Answer these questions from the article on animal research at Imperial College London:
(a) Which organization infiltrated Imperial's facilities?
(b) Who chaired the committee that drew up the report?
(c) Which systems did the investigation find Imperial lacked in adequate form?

┌─ Text passage

A list of recommendations on improving management of animal research at Imperial College London should “resonate” across the UK, their authors say

Scientist viewing mice in petri dish

Imperial commissioned an independent report into its animal research after the British Union for the Abolition of Vivisection infiltrated its facilities earlier this year, leading to allegations in The Sunday Times of mistreatment of animals.

The report was drawn up by a committee of experts in animal experimentation and welfare chaired by Steve Brown, director of the Medical Research Council’s Mammalian Genetics Unit at Harwell.

Professor Brown said the review committee, which drew up its own terms of reference, decided to advise Imperial on how it could attain a “leadership position” regarding the welfare and the replacement, refinement and reduction of animals in research (known as the three Rs) “commensurate with its status as world-leading university”.

He said the investigation had not found a “culture where people didn’t care” about animal welfare and commended Imperial’s animal facilities and standards of animal husbandry. But the institution “didn’t have adequate operational leadership, management, training, supervisory and ethical review systems” to “really fulfil” the animal house staff’s aspirations to “push forward animal welfare and, in particular, the 3Rs to the highest standards”.

└─
┌─ Provided material

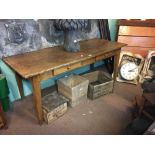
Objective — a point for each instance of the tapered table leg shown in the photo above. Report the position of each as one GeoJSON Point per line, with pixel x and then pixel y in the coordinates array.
{"type": "Point", "coordinates": [116, 63]}
{"type": "Point", "coordinates": [37, 97]}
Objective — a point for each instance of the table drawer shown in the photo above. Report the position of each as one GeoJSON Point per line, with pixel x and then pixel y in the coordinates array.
{"type": "Point", "coordinates": [46, 75]}
{"type": "Point", "coordinates": [88, 61]}
{"type": "Point", "coordinates": [100, 57]}
{"type": "Point", "coordinates": [60, 70]}
{"type": "Point", "coordinates": [74, 66]}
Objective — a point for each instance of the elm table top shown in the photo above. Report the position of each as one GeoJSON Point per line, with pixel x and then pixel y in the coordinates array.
{"type": "Point", "coordinates": [37, 62]}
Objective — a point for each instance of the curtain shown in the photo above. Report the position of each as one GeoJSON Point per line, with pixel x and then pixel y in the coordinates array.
{"type": "Point", "coordinates": [105, 34]}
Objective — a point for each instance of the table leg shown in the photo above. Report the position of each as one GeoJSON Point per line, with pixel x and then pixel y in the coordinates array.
{"type": "Point", "coordinates": [37, 97]}
{"type": "Point", "coordinates": [20, 84]}
{"type": "Point", "coordinates": [116, 62]}
{"type": "Point", "coordinates": [2, 115]}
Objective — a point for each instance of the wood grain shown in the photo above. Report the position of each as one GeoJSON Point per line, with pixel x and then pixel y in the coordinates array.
{"type": "Point", "coordinates": [137, 31]}
{"type": "Point", "coordinates": [139, 22]}
{"type": "Point", "coordinates": [37, 62]}
{"type": "Point", "coordinates": [137, 50]}
{"type": "Point", "coordinates": [138, 41]}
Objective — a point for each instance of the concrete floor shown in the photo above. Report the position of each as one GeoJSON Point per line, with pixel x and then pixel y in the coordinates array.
{"type": "Point", "coordinates": [109, 114]}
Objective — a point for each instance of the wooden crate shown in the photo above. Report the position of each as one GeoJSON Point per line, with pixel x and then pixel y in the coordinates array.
{"type": "Point", "coordinates": [75, 88]}
{"type": "Point", "coordinates": [100, 83]}
{"type": "Point", "coordinates": [54, 106]}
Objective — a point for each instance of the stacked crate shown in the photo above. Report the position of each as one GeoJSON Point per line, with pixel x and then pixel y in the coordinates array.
{"type": "Point", "coordinates": [54, 106]}
{"type": "Point", "coordinates": [75, 88]}
{"type": "Point", "coordinates": [100, 83]}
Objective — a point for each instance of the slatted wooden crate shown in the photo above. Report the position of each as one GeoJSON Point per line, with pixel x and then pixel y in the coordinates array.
{"type": "Point", "coordinates": [75, 88]}
{"type": "Point", "coordinates": [100, 83]}
{"type": "Point", "coordinates": [54, 106]}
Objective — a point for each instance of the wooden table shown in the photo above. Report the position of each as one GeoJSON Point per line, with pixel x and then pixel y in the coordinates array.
{"type": "Point", "coordinates": [49, 62]}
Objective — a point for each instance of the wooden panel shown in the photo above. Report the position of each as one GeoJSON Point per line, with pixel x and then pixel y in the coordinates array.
{"type": "Point", "coordinates": [60, 70]}
{"type": "Point", "coordinates": [138, 50]}
{"type": "Point", "coordinates": [47, 75]}
{"type": "Point", "coordinates": [88, 61]}
{"type": "Point", "coordinates": [137, 22]}
{"type": "Point", "coordinates": [137, 31]}
{"type": "Point", "coordinates": [138, 41]}
{"type": "Point", "coordinates": [37, 62]}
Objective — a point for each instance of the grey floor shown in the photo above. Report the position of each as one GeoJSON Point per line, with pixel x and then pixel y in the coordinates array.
{"type": "Point", "coordinates": [109, 114]}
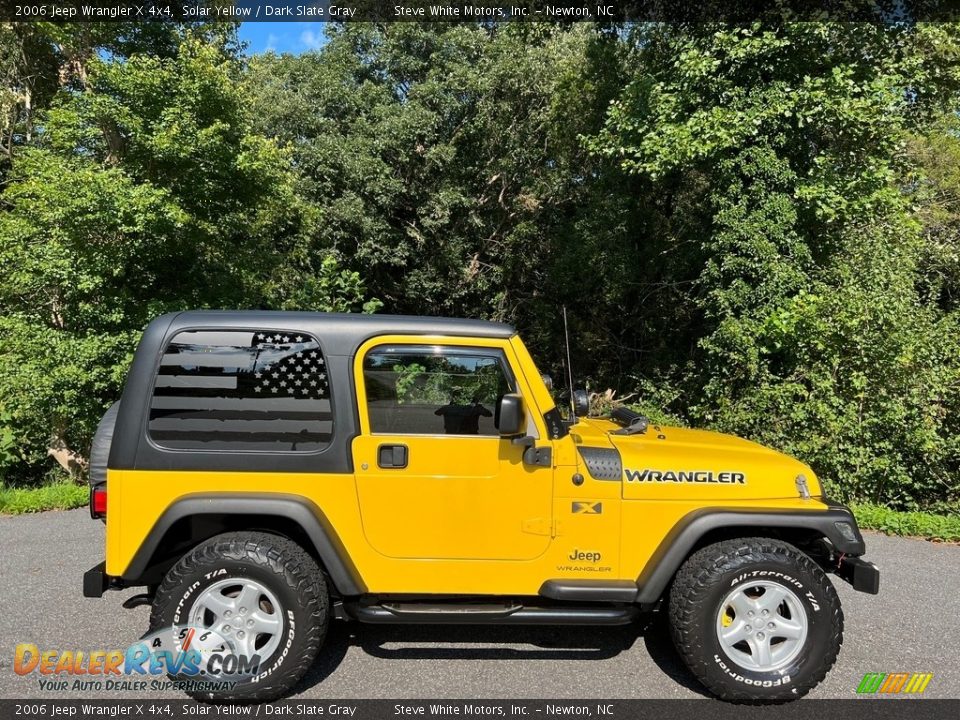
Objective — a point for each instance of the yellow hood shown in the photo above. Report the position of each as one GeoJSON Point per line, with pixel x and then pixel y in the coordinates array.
{"type": "Point", "coordinates": [671, 463]}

└─

Solved exercise:
(a) The British Union for the Abolition of Vivisection.
(b) Steve Brown, director of the Medical Research Council's Mammalian Genetics Unit at Harwell.
(c) Operational leadership, management, training, supervisory and ethical review systems.